The data below needs to be returned exactly, line for line.
= = = = =
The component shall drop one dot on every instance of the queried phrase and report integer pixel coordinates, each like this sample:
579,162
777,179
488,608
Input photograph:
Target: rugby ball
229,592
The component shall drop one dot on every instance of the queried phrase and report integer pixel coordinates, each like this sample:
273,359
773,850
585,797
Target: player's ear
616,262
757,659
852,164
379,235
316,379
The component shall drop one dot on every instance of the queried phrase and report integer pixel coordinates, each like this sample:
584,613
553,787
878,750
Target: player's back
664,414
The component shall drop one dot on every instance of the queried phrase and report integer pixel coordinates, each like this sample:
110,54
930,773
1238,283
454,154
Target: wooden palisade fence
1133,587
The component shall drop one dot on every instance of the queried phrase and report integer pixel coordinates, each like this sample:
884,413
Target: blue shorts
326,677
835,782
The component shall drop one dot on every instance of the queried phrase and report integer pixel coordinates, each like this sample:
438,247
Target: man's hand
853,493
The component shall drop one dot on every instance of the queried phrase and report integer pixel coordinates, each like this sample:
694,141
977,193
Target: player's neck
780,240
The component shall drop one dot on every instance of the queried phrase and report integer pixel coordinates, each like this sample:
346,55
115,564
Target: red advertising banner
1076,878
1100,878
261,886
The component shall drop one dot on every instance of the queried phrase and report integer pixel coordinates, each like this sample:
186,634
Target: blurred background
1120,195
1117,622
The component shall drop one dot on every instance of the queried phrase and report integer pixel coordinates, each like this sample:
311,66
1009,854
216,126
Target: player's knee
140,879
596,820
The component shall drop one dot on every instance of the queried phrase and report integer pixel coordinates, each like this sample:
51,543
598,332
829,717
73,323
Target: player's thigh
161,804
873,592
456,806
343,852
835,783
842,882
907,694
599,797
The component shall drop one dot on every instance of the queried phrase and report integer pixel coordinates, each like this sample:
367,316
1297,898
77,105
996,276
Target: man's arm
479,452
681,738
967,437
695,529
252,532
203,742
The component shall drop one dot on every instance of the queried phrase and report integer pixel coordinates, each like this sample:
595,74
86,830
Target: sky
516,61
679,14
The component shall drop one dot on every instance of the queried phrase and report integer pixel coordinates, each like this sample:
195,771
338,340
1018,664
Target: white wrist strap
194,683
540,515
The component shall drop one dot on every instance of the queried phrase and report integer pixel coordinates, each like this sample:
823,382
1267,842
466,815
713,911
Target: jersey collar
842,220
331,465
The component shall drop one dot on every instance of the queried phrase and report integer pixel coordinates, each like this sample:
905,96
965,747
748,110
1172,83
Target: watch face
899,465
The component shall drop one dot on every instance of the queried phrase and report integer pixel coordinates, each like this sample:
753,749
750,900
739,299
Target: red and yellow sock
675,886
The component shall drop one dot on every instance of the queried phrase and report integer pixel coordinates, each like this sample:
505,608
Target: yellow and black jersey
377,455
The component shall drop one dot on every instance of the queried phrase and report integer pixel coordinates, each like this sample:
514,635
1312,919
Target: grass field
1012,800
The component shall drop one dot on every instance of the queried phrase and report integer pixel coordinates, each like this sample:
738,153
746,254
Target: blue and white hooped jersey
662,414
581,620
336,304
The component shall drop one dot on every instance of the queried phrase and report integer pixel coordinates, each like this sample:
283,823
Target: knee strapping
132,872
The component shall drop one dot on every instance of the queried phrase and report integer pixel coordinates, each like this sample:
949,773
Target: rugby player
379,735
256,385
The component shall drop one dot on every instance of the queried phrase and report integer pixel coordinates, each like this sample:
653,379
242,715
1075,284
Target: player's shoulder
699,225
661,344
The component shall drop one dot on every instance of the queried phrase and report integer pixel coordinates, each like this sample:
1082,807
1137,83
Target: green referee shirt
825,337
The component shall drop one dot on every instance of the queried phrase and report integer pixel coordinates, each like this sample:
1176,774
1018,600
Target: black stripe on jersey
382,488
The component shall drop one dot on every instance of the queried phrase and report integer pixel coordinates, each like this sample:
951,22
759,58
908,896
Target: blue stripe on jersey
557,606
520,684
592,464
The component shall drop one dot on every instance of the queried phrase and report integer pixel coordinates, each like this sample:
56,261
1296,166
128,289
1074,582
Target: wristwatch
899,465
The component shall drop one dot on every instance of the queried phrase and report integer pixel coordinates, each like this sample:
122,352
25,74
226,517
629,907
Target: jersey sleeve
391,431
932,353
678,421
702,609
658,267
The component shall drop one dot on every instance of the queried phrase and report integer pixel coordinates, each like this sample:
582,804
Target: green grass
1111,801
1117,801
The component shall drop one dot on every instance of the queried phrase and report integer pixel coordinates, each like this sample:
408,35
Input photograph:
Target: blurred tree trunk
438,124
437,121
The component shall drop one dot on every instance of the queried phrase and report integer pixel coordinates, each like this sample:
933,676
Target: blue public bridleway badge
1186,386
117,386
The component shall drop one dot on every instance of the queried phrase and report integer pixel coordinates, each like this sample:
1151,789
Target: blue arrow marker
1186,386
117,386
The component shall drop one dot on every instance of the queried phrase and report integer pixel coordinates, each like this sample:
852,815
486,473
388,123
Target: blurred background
= = = = =
**ANSWER TO THE PROBLEM**
The component shall drop one dot on every instance of the queried phrase and report integer pixel coordinates, each like this sample:
579,162
777,179
488,608
Input photograph:
Target: rugby ball
229,592
The component shall drop one dot on every instance of the queried phrase and report integer pixel coordinates, each like this sample:
273,359
773,850
585,797
Target: player's ear
616,262
757,659
852,164
379,235
316,379
The component shall drop one dot on every instance of the queried phrase and report integer pixel coordinates, each like this sample:
584,613
553,787
878,750
Target: player's back
664,414
The component shall drop one dot on every instance of the queried phrase and report integer pixel coordinates, each like this sample:
110,54
930,773
1238,283
454,154
Target: wooden palisade fence
1133,587
The component shall drop one dot on every instance of the queried phrase and report integer pixel coordinates, each like this sample:
884,413
Target: blue shorts
326,677
835,782
The component shall drop one dot on every instance of the queried phrase and report integer pixel coordinates, each like this sample:
438,247
Target: man's hand
853,493
The component shall drop one dot on every instance of the queried phrase and report integer pixel coordinates, each like this sample:
694,141
977,193
Target: player's neck
780,240
The component shall drop one dot on every instance of the queried phrase and report integer pixel coordinates, each like this sample:
346,55
115,564
Target: red advertising banner
1076,878
1100,878
261,886
The component shall drop one dot on every instance of the queried phrase and report integer pixel coordinates, each like this sample:
186,634
Target: blurred background
1120,195
1117,622
The component shall drop one dot on every instance of the queried phrase and report integer pixel coordinates, each like this sample:
311,66
1009,854
216,126
Target: player's knee
140,879
596,820
The component shall drop one dot on every instance of the queried phrase and report integer pixel coordinates, each like this sample:
51,543
598,332
829,717
73,323
Target: player's thigh
161,804
873,592
456,806
343,852
835,783
842,882
907,694
599,797
The component shall drop one dot on every instance of the queried phrase and report integer pixel coordinates, each like this sample:
367,316
1297,898
77,105
996,276
Target: man's arm
479,452
681,738
967,437
695,529
252,532
203,742
The component shall drop one dot on every instance of the queried phrase and report integer pixel coordinates, each like this sample:
595,74
86,830
Target: sky
516,61
679,14
The component shall drop one dot on every instance of the queried phrase and report integer pixel coordinates, each like this sample:
195,771
338,340
1018,664
Target: white wrist strap
194,683
540,515
The component shall drop one dot on every instance of the queried phrase and report integer pixel coordinates, each like this sample:
823,382
1267,842
466,815
713,911
Target: jersey collar
842,220
331,465
The component shall drop one dot on every instance of the queried phrase and report integer pixel coordinates, each like this sample:
905,96
965,747
748,110
1172,83
Target: watch face
899,465
The component shall drop one dot on every instance of the queried phrase and report integer pixel coordinates, each like this sample:
753,749
750,900
739,299
Target: red and yellow sock
675,886
The component shall drop one dot on every instance of the queried phrase and report integer pixel coordinates, each like this sample:
505,608
Target: yellow and black jersey
377,455
The component shall drop one dot on every instance of the queried phrase and report integer pixel coordinates, each like this sample:
514,635
1312,919
Target: grass field
1012,800
The component shall drop one dot on every instance of the queried phrase and report integer pixel coordinates, each like this sample:
738,153
746,254
Target: blue and white hooped jersey
662,414
581,620
336,304
The component shall drop one dot on every instance of the queried phrase and report integer pixel coordinates, each like this sample:
283,823
Target: knee strapping
132,872
The component shall drop one dot on every instance of the queried phrase and report integer pixel coordinates, each like this sample:
949,773
Target: rugby player
379,735
256,385
The component shall drop one dot on every instance of the queried phrase and report integer pixel coordinates, each like this sample:
653,379
242,715
1075,284
Target: player's shoulder
699,225
661,344
The component shall drop one dot on every instance of the queried phrase and report integer pixel coordinates, each like this sample:
1082,807
1137,83
Target: green referee shirt
825,337
The component shall drop one dot on every instance of the queried phrase and report integer pixel coordinates, each like this sample:
1176,774
1018,600
Target: black stripe on jersey
382,488
The component shall drop one dot on every instance of the queried phrase and report integer pixel coordinates, each like this sample:
951,22
759,58
908,896
Target: blue stripe on jersey
557,606
520,684
592,464
The component shall drop one dot on every instance of the queried phrase and report integer pixel coordinates, each like this sample:
56,261
1296,166
128,289
1074,582
Target: wristwatch
899,465
The component shall drop one dot on every instance of the queried phrase and report integer pixel coordinates, each like this sample:
122,352
25,74
226,517
629,907
Target: jersey sleeve
391,431
932,353
678,421
702,609
658,267
The component shall drop one dot on every instance of the queried phrase and report integer pixel coordinates, each like this sample:
582,804
Target: green grass
1111,801
1117,801
The component shall drop one dot on every instance of the queried phrase and report integer pixel coordinates, each like this sample:
408,35
Input photograph:
Target: blurred tree trunk
438,124
437,121
The component shall drop one dot on every instance of the queried phrase and report integer pixel coordinates, each like this sample:
933,676
Target: blue public bridleway badge
1186,386
117,386
The component shall drop one dot on every instance of the queried phrase and report integer pixel coordinates, each like this sample:
1151,789
Target: blue arrow marker
1186,386
117,386
The component shall drop one dot on every instance of the queried phrase and report integer pixel coordinates, each like this sample:
852,815
486,473
388,123
Target: blurred background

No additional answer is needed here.